----- Input material -----
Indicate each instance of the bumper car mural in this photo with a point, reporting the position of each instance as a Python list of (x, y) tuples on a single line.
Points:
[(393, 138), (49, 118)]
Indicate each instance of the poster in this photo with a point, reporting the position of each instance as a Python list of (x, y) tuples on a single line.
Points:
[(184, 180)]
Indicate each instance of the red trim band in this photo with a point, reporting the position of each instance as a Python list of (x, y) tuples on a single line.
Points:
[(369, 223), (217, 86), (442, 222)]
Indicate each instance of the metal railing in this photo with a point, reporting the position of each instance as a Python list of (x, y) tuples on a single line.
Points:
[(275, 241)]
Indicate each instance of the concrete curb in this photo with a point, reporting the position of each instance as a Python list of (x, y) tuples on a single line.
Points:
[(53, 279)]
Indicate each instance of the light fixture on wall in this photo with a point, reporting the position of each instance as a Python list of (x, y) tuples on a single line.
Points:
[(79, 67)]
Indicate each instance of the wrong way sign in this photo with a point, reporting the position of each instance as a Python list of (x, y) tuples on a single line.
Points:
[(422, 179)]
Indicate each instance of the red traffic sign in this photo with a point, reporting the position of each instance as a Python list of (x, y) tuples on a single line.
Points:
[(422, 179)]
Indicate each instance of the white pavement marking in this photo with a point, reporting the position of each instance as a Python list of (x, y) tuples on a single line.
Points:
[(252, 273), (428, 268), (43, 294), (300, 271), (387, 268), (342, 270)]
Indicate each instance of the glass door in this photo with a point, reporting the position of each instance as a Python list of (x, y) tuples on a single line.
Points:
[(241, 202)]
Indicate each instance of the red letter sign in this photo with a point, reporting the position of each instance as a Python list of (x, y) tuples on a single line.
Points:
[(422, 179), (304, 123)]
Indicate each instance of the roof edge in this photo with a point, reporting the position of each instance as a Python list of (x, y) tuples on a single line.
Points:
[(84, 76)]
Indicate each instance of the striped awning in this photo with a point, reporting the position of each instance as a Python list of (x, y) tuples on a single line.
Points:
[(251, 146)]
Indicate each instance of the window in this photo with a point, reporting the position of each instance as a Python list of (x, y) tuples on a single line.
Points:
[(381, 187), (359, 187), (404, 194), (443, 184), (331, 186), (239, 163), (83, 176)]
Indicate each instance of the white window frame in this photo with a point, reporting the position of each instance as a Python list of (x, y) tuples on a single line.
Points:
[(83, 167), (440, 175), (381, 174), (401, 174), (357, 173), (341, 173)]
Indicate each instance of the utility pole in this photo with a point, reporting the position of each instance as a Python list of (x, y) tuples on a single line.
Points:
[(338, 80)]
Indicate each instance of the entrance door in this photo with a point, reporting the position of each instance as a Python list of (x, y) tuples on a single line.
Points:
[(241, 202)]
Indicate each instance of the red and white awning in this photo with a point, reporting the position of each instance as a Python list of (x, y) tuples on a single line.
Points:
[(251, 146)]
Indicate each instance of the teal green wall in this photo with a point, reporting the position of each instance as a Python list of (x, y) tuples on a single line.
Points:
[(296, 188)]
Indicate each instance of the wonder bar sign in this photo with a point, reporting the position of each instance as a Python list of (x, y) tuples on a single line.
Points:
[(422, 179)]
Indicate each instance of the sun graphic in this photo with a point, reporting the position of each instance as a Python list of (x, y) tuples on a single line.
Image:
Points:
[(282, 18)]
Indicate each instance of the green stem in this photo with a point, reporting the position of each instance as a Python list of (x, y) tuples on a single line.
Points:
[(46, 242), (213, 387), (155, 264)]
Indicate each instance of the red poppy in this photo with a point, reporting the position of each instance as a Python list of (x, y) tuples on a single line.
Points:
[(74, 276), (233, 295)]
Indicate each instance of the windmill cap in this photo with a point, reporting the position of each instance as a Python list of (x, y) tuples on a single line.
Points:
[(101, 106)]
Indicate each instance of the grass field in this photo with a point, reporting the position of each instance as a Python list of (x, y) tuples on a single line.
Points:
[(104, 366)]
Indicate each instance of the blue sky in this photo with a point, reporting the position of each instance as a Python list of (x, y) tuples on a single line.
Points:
-----
▶ **Task statement**: Search the entries above for the string "green". Copy each line in which it appears.

▶ **Expected answer**:
Indicate each instance of the teal green wall in this photo with a point, reporting the position of each instance as a Python list of (x, y) tuples on a single line.
Indicate each instance of the green stem in this photo with a point, reporting the position of each instance as a Python list of (x, y) tuples on a single line.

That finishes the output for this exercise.